(TEXT UNDER STUDY begins)

Good morning, friends and neighbors!
We get bombarded by stereotypes these days, and whether we buy into them or not is our own call. Age groups, races, political affiliations, and so on.
The trouble with stereotypes is that, to some degree, they all have a seed of truth.
“Jews become doctors/accountants/lawyers”, for example, because studying, analysis, debate, and intellectualism are a big part of Jewish life and faith.
Obviously, stereotypes are by definition generalizations, which are always foolish. I don’t think anyone in their right mind would want me to represent them in court, or balance their books.
It’s an interesting thing, though, to be conscious of a stereotype of one’s own group and actively seek to embody it. The stereotypes can act as identifiers for the group- a way for the members to set themselves apart from others, and even revel in it.
Yes, I love lox and cream cheese bagels and matzo ball soup- #jewishastevye.
When joining a new group, though, those very actions can be interpreted negatively as being misinformed or “being a try-hard.”
Here’s a story from the kitchen of someone I know. It’s about how actively pursuing the stereotypes you think will ingratiate can actually alienate, the (hopefully) changing face of kitchen life, and how old souls spend their evenings.
At one of the places I worked at, there was a kid named Greg- he waited tables and sometimes picked up extra work in the dish pit.
I liked Greg well enough- he was about 10 years younger than me, and very new to the kitchen world. I never knew if he really wanted to eventually be a cook or was trying to “rise through the ranks,” but he definitely loved horsing around in the kitchen. He worked hard, joked with everyone- definitely a happy guy.
He DID have aspirations of bodybuilding though. That’s what initially got us talking- the bakeshop was separated from the rest of the kitchen, and so Greg figured he’d find out what life was like around the corner from the line.
Greg was something of a textbook “gymrat.” He was kinda scrawny, but he hit is favorite gym up regularly. He stuck to a meal plan (much to the amusement of the guys on the line who he’d ask for dinner), was evangelical about getting people to work out with him, and eventually wanted to write a book or blog about his experiences.
That’s not why I’m telling you about Greg today.
Greg labored under the popular stereotype of kitchen life– one of toxic masculinity, partying, drinking, getting weeded and laid- ideally all at once right after service. No doubt, there are people out there that can support this stereotype- but this wasn’t one of them.
After service ended, I’d usually wind up sitting outside with the other cooks and sous chefs while they smoked. We’d talk about families, finances, interesting events coming up- but most of us were really about getting our butts home. Every once in a while, a couple of us would head out to a bar for drinks and pool- it’s times like that I really love the community I’m a part of.
More often than not, though, our idea of relaxing was pretty simple. A barista friend of mine put it best-
“I just want to go back to the home I worked for, surround myself in the comforts I pay for, and enjoy them for a night.”

(TEXT UNDER STUDY ends)

In the text about kitchen stereotypes, what work did Greg do at the restaurant?

(SUPPLIED RECORDS begins)

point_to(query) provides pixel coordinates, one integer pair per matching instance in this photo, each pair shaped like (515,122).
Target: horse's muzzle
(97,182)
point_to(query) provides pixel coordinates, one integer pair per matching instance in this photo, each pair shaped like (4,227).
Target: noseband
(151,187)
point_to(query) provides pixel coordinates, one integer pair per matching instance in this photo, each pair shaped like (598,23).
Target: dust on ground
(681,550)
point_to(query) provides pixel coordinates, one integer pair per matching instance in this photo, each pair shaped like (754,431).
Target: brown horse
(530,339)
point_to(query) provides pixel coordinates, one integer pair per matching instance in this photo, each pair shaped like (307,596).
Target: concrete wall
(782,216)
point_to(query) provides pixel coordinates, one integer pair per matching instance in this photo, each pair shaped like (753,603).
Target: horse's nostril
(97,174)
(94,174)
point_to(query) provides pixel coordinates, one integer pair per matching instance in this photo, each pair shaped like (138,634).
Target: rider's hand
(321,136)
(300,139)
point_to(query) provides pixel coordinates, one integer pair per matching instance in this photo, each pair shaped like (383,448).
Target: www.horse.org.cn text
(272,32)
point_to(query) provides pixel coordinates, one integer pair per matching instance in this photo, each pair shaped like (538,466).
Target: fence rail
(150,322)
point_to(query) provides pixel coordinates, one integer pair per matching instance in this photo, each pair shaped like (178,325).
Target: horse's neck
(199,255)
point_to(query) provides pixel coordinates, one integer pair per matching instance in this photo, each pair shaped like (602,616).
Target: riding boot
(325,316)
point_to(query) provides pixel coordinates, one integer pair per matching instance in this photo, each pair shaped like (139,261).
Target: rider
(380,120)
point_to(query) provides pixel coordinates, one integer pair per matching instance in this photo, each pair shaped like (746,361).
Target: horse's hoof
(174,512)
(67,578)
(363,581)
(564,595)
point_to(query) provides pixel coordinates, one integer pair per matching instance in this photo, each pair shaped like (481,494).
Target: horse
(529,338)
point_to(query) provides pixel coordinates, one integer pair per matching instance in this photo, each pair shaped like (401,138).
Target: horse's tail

(SUPPLIED RECORDS ends)

→ **TASK ANSWER**
He waited tables and sometimes picked up extra work in the dish pit.